Examples of mask labeling

==============================

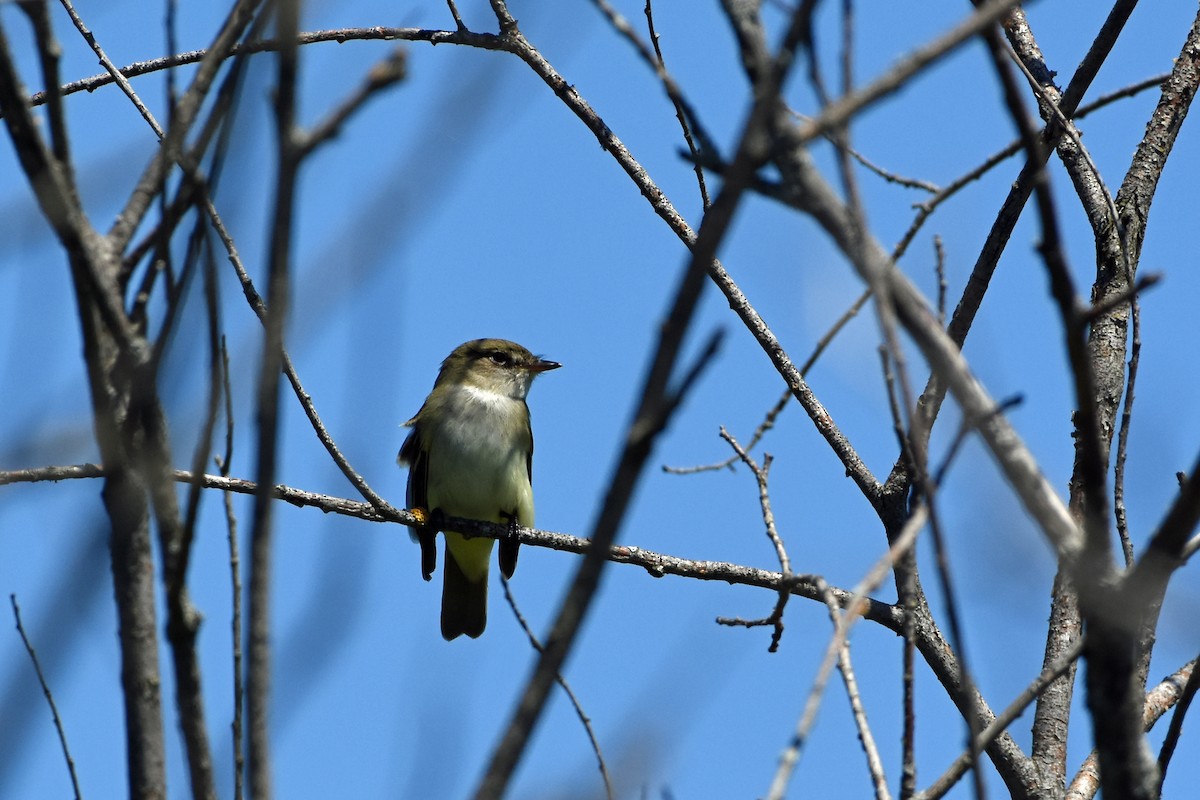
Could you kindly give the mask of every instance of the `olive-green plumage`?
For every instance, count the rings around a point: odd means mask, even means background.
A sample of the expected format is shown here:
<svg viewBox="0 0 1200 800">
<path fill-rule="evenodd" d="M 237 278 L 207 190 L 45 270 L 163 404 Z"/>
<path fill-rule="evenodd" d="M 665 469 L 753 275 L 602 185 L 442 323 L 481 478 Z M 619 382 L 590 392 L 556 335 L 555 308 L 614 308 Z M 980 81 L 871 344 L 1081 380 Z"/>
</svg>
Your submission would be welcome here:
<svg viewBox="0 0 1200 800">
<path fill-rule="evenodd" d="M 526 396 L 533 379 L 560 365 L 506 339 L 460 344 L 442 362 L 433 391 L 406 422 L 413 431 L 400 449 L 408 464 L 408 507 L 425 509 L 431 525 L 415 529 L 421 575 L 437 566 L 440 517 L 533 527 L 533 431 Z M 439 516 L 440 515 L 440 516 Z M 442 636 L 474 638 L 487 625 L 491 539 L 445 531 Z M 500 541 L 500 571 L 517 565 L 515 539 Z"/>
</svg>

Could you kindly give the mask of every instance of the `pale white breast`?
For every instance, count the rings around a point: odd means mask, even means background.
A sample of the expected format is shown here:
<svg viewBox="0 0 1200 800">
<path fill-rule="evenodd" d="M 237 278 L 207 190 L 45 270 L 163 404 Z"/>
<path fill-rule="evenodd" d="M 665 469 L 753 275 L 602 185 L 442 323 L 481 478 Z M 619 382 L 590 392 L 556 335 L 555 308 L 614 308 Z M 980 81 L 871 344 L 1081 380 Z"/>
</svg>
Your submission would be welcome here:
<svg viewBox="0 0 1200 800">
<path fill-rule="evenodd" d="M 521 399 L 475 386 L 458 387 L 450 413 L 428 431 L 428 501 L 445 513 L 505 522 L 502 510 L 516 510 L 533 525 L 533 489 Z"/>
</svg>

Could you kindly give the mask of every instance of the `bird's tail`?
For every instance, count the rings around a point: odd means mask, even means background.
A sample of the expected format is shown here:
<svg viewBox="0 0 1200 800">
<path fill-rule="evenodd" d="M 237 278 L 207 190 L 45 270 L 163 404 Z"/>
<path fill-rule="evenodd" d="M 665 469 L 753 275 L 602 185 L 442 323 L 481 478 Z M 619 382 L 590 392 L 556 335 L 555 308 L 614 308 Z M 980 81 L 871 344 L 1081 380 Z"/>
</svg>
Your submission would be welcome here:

==============================

#### WHAT IS EXPECTED
List each line in the material above that contains the word "kindly".

#### EXERCISE SOLUTION
Could you kindly give the mask of every instance of the `olive-green plumage`?
Could you kindly give the mask of every instance of the `pale white breast`?
Could you kindly give the mask of every instance of the `bird's tail`?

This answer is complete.